● REQUIRED ACTION:
Please carry on writing the concept map guide below, starting after its last sentence.

EXTRACT TO READ Block Start

Printed from

Concept Map

Concept maps are visual representations students create to connect ideas, concepts, and terms. Students can use them to organize information they already know and to incorporate new learning with this prior knowledge. Concept maps help you see how students understand content.

How to use

1. Brainstorm

Have students brainstorm main ideas and terms related to an assigned topic.

2. Organize

Organize these ideas from general to specific. Cluster ideas or terms that are similar to one another.

3. Map

Students should write the terms in the appropriate cells of the concept map. Arrange and add cells as needed.

4. Connect

Draw arrows or lines to connect the cells that contain words that are related. Words or phrases can be written along these lines to explain the relationship between the cells.

When to use

Concept maps are vey versitle and can be used in any grade level and for all content areas.

EXTRACT TO READ Block End
DATA SECTION Block Start

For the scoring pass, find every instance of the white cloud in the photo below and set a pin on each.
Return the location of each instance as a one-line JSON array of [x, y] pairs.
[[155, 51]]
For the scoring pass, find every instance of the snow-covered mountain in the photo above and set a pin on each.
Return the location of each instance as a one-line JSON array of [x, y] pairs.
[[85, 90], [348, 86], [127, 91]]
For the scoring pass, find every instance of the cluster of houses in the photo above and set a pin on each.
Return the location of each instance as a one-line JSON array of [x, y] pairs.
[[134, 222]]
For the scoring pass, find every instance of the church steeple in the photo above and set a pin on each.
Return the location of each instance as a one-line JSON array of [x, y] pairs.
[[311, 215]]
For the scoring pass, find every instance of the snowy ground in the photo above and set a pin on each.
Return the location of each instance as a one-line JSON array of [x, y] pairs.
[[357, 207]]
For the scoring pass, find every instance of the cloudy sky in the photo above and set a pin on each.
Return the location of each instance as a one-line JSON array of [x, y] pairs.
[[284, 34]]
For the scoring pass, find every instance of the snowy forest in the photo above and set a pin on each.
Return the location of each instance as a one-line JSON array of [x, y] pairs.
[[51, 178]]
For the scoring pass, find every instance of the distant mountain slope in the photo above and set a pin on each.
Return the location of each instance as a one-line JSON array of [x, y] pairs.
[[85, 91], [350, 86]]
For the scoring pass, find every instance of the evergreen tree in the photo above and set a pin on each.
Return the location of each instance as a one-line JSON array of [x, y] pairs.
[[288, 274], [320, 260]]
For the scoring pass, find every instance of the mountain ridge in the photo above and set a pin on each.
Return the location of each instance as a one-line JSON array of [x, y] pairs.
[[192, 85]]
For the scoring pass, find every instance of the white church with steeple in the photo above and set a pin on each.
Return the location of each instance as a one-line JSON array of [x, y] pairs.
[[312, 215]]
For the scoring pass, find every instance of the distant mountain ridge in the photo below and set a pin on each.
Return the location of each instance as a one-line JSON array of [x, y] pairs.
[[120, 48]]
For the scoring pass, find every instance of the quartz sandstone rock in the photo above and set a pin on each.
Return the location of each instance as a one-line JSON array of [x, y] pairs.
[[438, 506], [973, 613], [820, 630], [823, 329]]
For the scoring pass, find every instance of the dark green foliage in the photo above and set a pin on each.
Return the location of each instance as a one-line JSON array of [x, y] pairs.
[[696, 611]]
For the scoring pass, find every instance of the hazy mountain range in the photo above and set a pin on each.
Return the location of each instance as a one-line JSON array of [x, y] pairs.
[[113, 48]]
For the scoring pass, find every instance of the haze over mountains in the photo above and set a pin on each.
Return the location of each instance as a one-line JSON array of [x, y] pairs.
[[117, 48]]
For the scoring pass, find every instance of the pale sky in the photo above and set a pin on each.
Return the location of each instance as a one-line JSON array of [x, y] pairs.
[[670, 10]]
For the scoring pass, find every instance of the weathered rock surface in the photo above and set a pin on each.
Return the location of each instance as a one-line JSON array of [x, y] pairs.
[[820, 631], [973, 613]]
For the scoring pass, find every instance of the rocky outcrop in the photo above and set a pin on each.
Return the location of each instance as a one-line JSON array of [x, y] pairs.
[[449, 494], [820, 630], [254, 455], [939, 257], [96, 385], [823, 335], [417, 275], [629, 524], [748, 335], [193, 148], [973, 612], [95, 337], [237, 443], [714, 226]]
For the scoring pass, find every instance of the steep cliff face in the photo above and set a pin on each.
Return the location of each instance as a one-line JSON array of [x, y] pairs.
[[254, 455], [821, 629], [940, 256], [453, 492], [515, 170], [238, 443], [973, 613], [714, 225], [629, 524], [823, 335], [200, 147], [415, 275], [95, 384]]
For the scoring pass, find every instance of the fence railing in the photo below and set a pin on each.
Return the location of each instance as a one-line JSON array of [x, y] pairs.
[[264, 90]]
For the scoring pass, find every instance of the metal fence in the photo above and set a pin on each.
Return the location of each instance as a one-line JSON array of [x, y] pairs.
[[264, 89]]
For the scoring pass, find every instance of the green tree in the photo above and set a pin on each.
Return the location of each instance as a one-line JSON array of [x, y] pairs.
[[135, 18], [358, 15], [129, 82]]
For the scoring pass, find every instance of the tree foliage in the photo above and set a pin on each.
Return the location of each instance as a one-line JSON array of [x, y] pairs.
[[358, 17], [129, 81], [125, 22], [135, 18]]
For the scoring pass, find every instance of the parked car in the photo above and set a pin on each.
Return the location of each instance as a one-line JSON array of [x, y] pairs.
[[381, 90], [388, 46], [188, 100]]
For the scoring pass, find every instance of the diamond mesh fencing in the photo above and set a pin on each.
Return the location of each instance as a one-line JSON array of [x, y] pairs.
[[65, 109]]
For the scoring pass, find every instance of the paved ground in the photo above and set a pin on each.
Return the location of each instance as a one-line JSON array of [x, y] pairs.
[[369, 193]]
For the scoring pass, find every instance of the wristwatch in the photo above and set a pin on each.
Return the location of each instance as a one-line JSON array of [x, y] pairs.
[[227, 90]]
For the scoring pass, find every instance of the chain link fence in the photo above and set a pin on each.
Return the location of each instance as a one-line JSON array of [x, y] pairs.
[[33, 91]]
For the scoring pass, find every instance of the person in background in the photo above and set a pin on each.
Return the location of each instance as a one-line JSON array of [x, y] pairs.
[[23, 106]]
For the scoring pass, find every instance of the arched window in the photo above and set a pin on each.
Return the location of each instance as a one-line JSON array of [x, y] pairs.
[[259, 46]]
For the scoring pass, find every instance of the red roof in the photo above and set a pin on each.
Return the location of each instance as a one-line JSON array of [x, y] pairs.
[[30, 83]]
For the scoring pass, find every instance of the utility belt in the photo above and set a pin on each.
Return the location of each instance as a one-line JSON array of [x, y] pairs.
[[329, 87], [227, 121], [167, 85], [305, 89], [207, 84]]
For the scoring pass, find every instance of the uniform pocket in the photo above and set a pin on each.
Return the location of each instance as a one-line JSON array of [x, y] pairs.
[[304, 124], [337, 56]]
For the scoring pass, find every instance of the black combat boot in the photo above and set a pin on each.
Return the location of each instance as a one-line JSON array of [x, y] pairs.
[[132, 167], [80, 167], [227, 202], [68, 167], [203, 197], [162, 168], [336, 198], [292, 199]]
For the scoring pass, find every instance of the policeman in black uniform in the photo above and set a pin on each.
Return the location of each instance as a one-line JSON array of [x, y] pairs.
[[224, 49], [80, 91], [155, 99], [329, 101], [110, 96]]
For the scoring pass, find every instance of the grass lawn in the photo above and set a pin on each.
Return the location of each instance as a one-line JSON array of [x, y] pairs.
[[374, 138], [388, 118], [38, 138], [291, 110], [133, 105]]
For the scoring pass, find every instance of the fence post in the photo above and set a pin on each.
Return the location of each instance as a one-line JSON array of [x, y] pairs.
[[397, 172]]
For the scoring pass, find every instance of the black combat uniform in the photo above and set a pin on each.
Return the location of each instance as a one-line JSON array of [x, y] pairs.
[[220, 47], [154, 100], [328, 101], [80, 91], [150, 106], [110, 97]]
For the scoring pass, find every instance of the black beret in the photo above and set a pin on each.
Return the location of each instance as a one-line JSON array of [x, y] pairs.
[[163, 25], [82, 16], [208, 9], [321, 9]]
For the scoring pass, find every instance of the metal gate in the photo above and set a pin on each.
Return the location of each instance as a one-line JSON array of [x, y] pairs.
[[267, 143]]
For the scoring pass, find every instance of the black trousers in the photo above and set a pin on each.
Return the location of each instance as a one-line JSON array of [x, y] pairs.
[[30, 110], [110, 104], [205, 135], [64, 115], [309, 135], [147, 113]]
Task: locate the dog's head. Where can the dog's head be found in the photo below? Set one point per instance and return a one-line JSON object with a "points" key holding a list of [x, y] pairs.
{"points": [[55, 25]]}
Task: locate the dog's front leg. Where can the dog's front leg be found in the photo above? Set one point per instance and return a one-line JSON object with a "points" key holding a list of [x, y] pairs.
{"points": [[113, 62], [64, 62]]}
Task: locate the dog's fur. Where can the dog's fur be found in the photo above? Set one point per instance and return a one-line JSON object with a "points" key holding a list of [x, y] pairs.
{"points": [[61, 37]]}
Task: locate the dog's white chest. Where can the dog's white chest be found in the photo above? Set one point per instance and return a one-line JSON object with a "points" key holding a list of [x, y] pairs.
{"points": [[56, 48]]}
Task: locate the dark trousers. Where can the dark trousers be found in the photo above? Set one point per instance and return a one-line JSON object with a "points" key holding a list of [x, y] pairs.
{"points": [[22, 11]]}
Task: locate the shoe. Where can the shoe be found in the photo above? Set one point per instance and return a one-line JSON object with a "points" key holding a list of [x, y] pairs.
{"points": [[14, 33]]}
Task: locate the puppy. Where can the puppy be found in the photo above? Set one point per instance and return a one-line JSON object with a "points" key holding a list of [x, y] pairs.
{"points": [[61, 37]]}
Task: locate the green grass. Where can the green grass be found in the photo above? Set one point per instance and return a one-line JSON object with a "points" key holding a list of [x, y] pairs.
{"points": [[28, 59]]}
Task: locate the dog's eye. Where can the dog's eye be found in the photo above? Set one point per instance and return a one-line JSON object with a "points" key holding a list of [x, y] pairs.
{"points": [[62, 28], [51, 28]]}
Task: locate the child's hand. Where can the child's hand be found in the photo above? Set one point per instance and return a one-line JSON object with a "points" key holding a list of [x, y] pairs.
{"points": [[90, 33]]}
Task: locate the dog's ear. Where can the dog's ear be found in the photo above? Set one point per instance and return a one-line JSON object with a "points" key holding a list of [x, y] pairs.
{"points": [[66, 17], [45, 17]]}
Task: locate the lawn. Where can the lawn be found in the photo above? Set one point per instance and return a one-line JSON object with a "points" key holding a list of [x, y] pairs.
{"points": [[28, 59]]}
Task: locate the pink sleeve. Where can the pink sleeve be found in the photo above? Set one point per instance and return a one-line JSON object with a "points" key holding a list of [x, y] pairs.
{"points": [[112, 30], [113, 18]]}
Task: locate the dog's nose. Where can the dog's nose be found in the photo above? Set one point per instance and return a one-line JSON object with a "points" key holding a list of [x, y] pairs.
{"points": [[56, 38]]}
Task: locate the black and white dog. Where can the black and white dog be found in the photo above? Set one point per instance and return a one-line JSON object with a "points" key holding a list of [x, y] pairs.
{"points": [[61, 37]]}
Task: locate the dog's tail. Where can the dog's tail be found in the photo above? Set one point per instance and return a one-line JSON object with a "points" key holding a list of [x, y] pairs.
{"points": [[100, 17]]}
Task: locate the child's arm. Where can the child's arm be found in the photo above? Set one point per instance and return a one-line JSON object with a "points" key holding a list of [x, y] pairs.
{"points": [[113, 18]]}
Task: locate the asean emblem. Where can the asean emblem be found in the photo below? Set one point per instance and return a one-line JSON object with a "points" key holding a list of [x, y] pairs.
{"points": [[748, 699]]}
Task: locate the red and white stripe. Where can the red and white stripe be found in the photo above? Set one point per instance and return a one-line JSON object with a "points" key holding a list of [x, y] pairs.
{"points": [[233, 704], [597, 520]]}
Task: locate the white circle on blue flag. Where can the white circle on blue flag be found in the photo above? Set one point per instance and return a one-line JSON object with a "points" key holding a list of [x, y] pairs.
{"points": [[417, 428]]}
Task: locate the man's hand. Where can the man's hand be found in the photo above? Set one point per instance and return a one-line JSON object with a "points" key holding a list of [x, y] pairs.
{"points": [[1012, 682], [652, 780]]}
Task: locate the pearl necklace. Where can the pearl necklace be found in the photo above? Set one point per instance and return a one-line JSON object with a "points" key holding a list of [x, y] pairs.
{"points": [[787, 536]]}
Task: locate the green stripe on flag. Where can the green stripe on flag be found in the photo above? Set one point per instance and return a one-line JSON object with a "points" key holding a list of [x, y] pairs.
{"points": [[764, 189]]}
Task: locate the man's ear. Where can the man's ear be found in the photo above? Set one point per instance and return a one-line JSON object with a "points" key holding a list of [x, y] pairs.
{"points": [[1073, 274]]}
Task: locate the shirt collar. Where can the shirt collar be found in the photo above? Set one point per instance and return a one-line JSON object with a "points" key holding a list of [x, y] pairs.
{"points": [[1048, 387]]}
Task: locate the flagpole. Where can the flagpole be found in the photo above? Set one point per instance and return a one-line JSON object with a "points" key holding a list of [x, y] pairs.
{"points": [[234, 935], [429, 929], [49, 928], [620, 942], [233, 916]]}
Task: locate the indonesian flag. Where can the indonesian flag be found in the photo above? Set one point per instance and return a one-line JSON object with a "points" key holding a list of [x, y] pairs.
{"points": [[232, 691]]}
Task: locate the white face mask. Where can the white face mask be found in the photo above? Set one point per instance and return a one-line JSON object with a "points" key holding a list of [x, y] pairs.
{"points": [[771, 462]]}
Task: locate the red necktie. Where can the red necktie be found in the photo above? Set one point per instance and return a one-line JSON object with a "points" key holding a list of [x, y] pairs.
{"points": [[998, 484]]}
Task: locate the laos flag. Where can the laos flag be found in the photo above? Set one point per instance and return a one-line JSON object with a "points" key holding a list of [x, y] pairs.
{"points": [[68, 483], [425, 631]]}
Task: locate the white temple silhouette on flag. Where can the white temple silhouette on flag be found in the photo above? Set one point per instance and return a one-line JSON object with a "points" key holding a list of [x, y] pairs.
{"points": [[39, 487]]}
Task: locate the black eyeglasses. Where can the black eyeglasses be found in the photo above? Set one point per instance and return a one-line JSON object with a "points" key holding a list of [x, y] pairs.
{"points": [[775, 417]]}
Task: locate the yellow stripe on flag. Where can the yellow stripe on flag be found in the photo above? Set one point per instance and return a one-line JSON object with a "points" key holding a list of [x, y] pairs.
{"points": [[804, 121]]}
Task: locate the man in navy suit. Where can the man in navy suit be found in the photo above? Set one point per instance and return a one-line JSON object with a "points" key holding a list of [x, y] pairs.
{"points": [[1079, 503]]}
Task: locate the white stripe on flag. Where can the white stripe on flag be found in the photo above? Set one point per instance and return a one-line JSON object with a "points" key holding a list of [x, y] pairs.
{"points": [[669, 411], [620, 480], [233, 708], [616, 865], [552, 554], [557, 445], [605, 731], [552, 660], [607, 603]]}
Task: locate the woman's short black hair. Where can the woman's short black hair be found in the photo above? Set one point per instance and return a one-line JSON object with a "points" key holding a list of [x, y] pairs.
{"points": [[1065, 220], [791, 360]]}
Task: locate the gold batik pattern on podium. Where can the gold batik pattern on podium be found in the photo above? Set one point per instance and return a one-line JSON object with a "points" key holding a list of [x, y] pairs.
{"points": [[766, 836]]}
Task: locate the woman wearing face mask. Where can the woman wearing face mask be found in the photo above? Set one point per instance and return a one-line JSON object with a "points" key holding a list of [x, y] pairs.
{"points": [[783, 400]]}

DATA SECTION Block End

● ANSWER TO THIS EXERCISE:
  • To organize ideas while reading a story, novel, or article
  • During the Guided Practice section of a lesson so students can synthesize information just covered
  • As a closing activity so that students can review what was learned in the lesson
  • Before a unit to access prior knowledge
  • As an assessment tool or to check for understanding


Mind Map

This is a similar tool to a Concept Map but can be more flexible and personal, as it represents a “map” of the student’s mind when thinking about a particular topic or concept. Mind Maps typically include pictures, drawings, and diagrams when expressing connections between ideas. Instead of using a set template, the students create their own mind map on a blank piece of paper.